*** DATA PROVIDED

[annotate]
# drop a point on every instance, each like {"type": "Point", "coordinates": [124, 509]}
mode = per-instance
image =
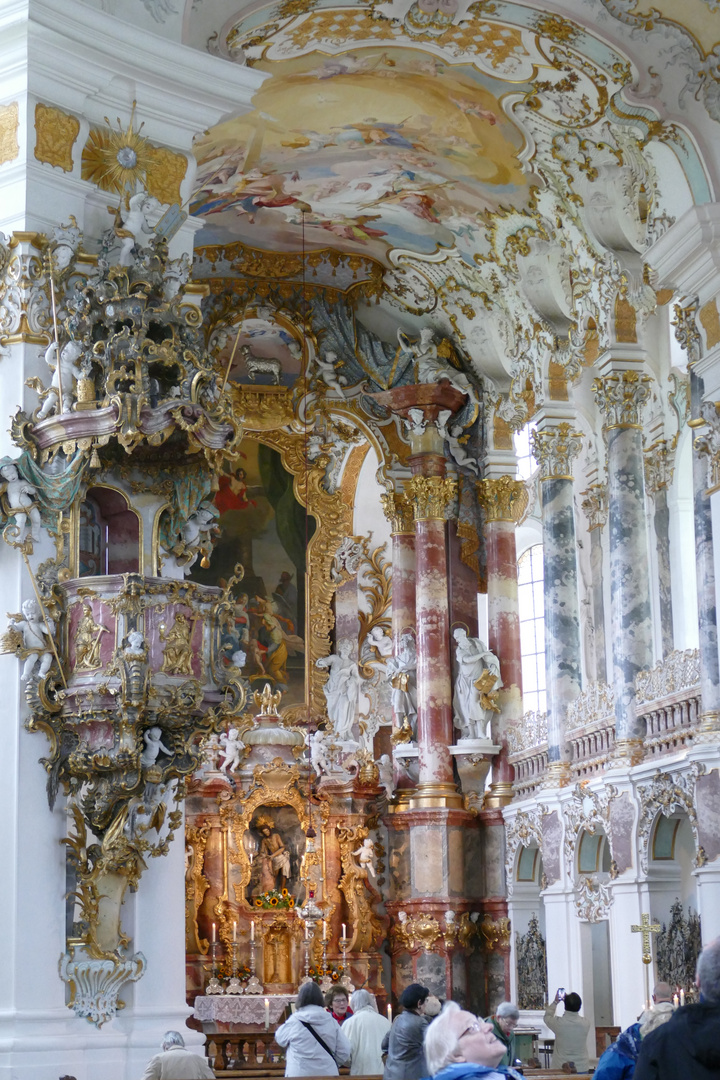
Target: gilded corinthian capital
{"type": "Point", "coordinates": [431, 496]}
{"type": "Point", "coordinates": [554, 449]}
{"type": "Point", "coordinates": [621, 399]}
{"type": "Point", "coordinates": [503, 499]}
{"type": "Point", "coordinates": [398, 511]}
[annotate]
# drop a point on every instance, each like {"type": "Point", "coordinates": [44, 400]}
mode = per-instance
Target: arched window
{"type": "Point", "coordinates": [532, 628]}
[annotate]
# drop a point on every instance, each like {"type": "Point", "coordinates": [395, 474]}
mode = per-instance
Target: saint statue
{"type": "Point", "coordinates": [177, 658]}
{"type": "Point", "coordinates": [475, 694]}
{"type": "Point", "coordinates": [87, 639]}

******

:: THE PROBLEM ::
Print every item above verbatim, leaving out the picture.

:: COMPLETE ANSWER ::
[annotate]
# drop a point on every instance, each like {"type": "Point", "coordinates": [124, 509]}
mode = per-instance
image =
Target: gilded corinthian capital
{"type": "Point", "coordinates": [431, 496]}
{"type": "Point", "coordinates": [554, 449]}
{"type": "Point", "coordinates": [621, 399]}
{"type": "Point", "coordinates": [503, 499]}
{"type": "Point", "coordinates": [398, 511]}
[annotate]
# drop a point on every instance, each like {"type": "Point", "coordinates": [44, 400]}
mode = per-instance
Target: arched window
{"type": "Point", "coordinates": [532, 628]}
[annotate]
# drop a point on every instance, each like {"type": "Point", "coordinates": [395, 474]}
mode = per-instance
Target: saint statue
{"type": "Point", "coordinates": [177, 658]}
{"type": "Point", "coordinates": [475, 694]}
{"type": "Point", "coordinates": [87, 639]}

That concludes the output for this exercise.